ACTION ITEM: Take the line containing "Note for the class: annotate every instance of the ornate" and every line after it to the end of the data, and write them out exactly as they appear.

(Beginning of MATERIAL TO PROCESS)

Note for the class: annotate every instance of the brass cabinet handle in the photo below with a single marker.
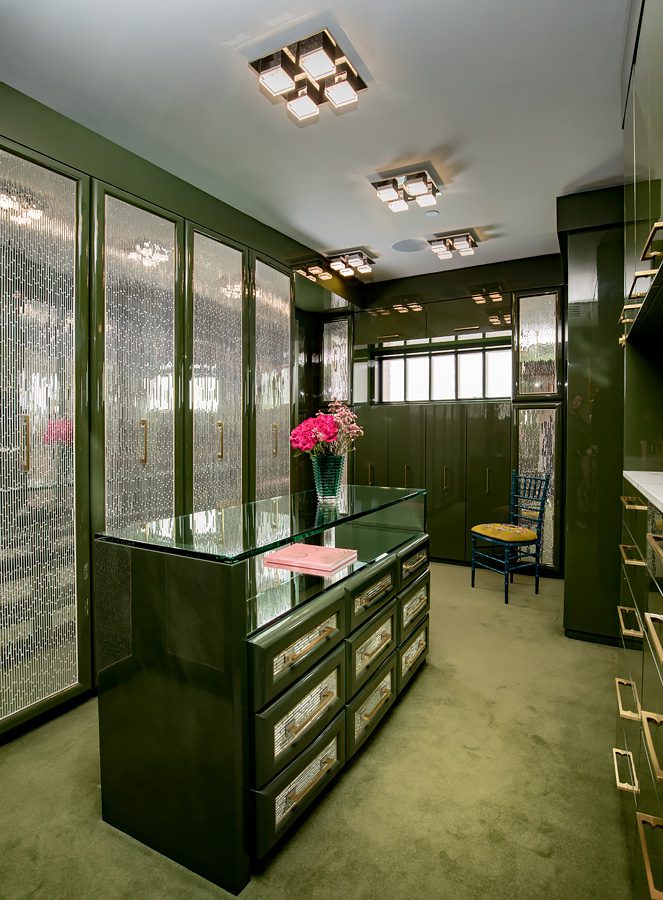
(650, 618)
(219, 425)
(634, 786)
(327, 697)
(624, 549)
(143, 425)
(628, 713)
(25, 435)
(294, 797)
(385, 694)
(628, 632)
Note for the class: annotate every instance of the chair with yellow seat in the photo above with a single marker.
(511, 547)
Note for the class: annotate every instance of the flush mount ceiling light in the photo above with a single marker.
(400, 191)
(307, 74)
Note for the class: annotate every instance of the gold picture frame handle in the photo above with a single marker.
(220, 451)
(653, 822)
(25, 441)
(144, 428)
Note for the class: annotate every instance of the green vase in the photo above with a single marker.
(327, 473)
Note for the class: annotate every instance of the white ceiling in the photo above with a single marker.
(514, 102)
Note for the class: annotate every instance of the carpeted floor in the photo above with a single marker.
(492, 779)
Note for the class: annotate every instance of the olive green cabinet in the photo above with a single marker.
(445, 479)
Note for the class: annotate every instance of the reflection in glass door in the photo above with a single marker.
(38, 302)
(217, 373)
(139, 389)
(272, 381)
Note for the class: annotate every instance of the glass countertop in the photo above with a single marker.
(234, 533)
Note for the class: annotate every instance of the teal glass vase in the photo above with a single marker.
(327, 474)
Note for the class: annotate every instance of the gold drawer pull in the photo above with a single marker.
(648, 717)
(631, 560)
(633, 503)
(653, 822)
(367, 597)
(650, 618)
(369, 655)
(634, 786)
(294, 797)
(327, 697)
(292, 658)
(628, 632)
(385, 694)
(628, 713)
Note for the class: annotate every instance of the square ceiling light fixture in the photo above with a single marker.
(399, 192)
(309, 73)
(446, 246)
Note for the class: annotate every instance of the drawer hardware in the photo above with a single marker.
(648, 717)
(627, 551)
(295, 728)
(634, 786)
(414, 561)
(650, 618)
(652, 822)
(628, 713)
(413, 652)
(414, 605)
(296, 652)
(367, 597)
(633, 503)
(628, 632)
(367, 717)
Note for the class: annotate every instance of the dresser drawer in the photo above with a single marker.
(413, 559)
(286, 726)
(280, 654)
(282, 802)
(412, 604)
(369, 646)
(411, 654)
(370, 706)
(367, 592)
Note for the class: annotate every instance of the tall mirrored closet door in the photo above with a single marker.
(43, 444)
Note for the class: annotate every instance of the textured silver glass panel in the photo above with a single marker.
(306, 713)
(335, 360)
(38, 621)
(413, 652)
(139, 364)
(369, 708)
(536, 453)
(217, 373)
(291, 796)
(537, 344)
(272, 392)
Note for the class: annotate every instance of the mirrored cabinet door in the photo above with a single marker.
(139, 363)
(217, 372)
(39, 438)
(272, 381)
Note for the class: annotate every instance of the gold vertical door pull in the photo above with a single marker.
(219, 425)
(25, 435)
(143, 425)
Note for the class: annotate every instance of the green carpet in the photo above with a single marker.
(492, 779)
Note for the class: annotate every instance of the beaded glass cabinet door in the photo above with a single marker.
(139, 364)
(39, 641)
(272, 381)
(217, 373)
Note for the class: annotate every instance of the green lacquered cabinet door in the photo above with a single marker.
(488, 464)
(371, 456)
(445, 479)
(407, 446)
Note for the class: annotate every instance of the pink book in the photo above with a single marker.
(310, 558)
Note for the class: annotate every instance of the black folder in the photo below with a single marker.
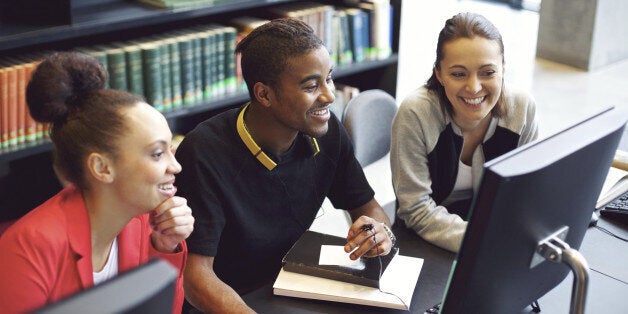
(304, 255)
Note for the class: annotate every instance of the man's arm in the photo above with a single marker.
(369, 241)
(205, 291)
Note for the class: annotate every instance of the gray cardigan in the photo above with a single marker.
(425, 141)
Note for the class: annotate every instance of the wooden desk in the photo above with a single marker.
(608, 288)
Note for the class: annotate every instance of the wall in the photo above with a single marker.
(587, 34)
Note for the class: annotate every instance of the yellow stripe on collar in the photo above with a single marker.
(255, 149)
(250, 142)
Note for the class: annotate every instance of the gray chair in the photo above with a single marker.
(368, 119)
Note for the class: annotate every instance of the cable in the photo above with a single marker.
(610, 233)
(379, 258)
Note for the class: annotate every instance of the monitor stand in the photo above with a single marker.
(555, 249)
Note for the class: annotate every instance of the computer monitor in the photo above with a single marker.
(149, 288)
(526, 196)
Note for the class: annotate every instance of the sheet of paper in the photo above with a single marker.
(397, 284)
(336, 255)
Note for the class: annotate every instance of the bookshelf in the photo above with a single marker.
(26, 178)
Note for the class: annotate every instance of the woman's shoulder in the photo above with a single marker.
(422, 103)
(519, 99)
(46, 225)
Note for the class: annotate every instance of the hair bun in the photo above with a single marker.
(60, 82)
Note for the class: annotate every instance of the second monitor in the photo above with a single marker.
(541, 190)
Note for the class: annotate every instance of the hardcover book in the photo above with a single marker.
(304, 256)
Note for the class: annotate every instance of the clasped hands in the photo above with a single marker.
(367, 237)
(172, 222)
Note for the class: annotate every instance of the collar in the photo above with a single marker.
(255, 149)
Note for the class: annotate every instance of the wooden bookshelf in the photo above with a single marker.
(97, 22)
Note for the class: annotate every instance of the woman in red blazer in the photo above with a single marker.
(120, 209)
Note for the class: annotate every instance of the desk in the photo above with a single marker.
(608, 257)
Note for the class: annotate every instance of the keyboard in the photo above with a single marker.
(617, 209)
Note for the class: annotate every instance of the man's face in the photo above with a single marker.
(301, 101)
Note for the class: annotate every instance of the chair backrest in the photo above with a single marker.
(368, 120)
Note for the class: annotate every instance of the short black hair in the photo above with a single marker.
(266, 50)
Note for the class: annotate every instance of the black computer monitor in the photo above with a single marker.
(148, 288)
(526, 196)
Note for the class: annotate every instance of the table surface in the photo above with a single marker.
(608, 288)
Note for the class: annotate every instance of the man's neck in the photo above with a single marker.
(266, 131)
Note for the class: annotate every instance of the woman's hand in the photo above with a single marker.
(172, 222)
(368, 238)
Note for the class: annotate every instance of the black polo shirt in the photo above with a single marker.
(247, 216)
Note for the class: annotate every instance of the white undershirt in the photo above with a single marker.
(111, 267)
(463, 188)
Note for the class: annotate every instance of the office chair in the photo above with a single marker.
(368, 120)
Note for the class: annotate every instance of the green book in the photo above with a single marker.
(220, 62)
(213, 61)
(166, 78)
(186, 55)
(197, 65)
(175, 71)
(151, 59)
(116, 65)
(205, 34)
(231, 81)
(99, 54)
(134, 71)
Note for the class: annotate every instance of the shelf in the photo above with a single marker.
(111, 17)
(238, 98)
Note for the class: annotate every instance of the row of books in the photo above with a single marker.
(177, 5)
(191, 66)
(17, 127)
(352, 34)
(176, 69)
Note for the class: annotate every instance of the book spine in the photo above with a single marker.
(220, 62)
(4, 108)
(330, 274)
(231, 81)
(31, 124)
(213, 63)
(356, 30)
(116, 62)
(197, 66)
(238, 61)
(152, 75)
(186, 53)
(12, 106)
(134, 71)
(166, 77)
(21, 103)
(206, 74)
(175, 73)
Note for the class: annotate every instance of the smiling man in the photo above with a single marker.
(257, 175)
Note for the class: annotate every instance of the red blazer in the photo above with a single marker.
(46, 255)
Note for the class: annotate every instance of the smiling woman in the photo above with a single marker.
(445, 130)
(119, 209)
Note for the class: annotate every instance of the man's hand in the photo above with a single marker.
(172, 222)
(367, 237)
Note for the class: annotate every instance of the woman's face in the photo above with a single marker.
(145, 168)
(472, 73)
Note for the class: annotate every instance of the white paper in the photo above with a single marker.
(336, 255)
(397, 283)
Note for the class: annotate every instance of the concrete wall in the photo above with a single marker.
(587, 34)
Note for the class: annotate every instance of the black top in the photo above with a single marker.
(247, 216)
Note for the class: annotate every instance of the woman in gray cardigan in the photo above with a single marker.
(445, 130)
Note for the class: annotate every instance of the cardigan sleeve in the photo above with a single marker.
(411, 130)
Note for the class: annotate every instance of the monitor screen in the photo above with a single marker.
(525, 196)
(148, 288)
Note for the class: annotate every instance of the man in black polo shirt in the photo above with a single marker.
(256, 176)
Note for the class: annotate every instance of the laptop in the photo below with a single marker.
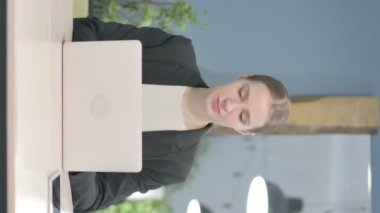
(102, 83)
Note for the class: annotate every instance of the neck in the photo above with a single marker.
(194, 107)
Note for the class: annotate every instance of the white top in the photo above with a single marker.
(161, 107)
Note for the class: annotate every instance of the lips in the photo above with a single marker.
(216, 105)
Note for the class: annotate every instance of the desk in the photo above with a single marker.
(36, 31)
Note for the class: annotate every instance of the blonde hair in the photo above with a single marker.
(280, 106)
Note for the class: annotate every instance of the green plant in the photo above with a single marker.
(140, 206)
(169, 16)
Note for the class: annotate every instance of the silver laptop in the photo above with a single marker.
(102, 106)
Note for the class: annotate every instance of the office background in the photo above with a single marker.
(317, 48)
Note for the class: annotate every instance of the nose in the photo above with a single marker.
(230, 104)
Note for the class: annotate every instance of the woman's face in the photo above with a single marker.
(241, 104)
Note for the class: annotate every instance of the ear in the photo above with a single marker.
(244, 76)
(245, 132)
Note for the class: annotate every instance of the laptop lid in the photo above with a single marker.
(102, 106)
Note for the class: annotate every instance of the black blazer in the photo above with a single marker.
(167, 155)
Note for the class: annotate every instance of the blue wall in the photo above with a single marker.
(320, 47)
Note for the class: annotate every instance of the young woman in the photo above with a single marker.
(181, 110)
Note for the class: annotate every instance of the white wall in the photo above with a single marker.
(329, 172)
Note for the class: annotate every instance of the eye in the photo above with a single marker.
(244, 117)
(240, 92)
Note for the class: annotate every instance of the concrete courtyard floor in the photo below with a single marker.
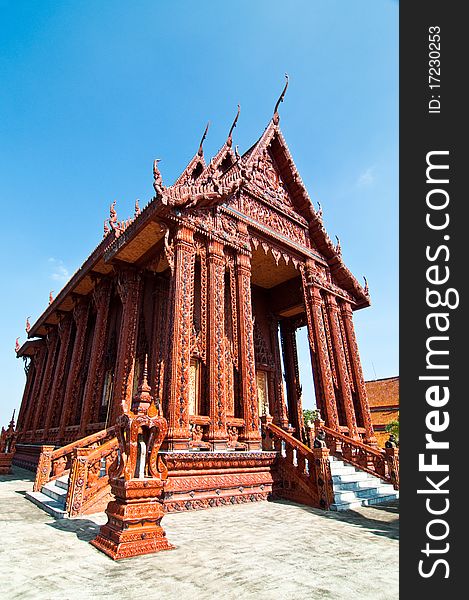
(265, 550)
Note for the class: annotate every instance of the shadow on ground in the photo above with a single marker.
(84, 529)
(380, 519)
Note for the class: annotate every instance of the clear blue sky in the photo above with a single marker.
(92, 92)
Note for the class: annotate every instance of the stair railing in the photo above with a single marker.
(380, 463)
(53, 464)
(89, 476)
(305, 473)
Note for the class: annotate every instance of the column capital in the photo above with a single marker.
(100, 293)
(215, 249)
(184, 235)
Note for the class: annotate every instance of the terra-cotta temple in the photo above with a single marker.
(207, 285)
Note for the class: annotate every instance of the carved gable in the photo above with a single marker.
(267, 180)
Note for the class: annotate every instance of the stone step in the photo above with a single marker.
(46, 503)
(55, 491)
(62, 482)
(339, 506)
(365, 493)
(345, 470)
(365, 483)
(350, 477)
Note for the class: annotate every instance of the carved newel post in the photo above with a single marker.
(137, 482)
(7, 447)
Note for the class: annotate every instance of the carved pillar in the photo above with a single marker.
(347, 318)
(216, 344)
(324, 385)
(339, 353)
(280, 416)
(44, 398)
(292, 377)
(159, 335)
(39, 364)
(80, 315)
(129, 285)
(30, 370)
(58, 385)
(94, 380)
(182, 302)
(247, 367)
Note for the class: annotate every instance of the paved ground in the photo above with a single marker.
(265, 550)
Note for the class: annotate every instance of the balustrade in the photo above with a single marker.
(380, 463)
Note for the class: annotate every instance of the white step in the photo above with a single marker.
(48, 504)
(54, 491)
(354, 488)
(339, 506)
(355, 495)
(62, 482)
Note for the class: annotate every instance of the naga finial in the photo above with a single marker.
(229, 140)
(200, 151)
(338, 247)
(276, 118)
(319, 211)
(157, 179)
(137, 208)
(366, 289)
(112, 212)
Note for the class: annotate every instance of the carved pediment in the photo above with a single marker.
(266, 179)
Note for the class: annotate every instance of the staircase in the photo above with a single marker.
(52, 497)
(354, 488)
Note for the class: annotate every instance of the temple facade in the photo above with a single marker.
(209, 282)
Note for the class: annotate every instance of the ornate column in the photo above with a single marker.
(128, 287)
(29, 370)
(39, 364)
(343, 375)
(325, 395)
(247, 367)
(80, 315)
(94, 380)
(280, 416)
(177, 384)
(44, 398)
(159, 335)
(64, 329)
(216, 344)
(292, 377)
(347, 319)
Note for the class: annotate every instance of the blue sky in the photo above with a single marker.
(92, 92)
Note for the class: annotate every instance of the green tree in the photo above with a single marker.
(310, 414)
(393, 428)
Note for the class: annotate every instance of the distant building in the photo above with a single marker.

(End of MATERIAL TO PROCESS)

SOLUTION FOR THIS EXERCISE:
Note for the class: annotate every instance of the ornate column in the photo above with a single marker.
(128, 287)
(29, 370)
(39, 364)
(343, 375)
(325, 395)
(247, 367)
(80, 315)
(94, 380)
(280, 416)
(177, 384)
(44, 398)
(159, 335)
(64, 329)
(216, 344)
(292, 377)
(347, 319)
Note for the class: annotate every instance of the blue sky in the photo above with a single marker.
(92, 92)
Note for the class: annotate every instance of the green tree in the photo above with a single marker.
(310, 414)
(393, 428)
Note for the class: annotate every instance of the distant building in the photo above with a single marker.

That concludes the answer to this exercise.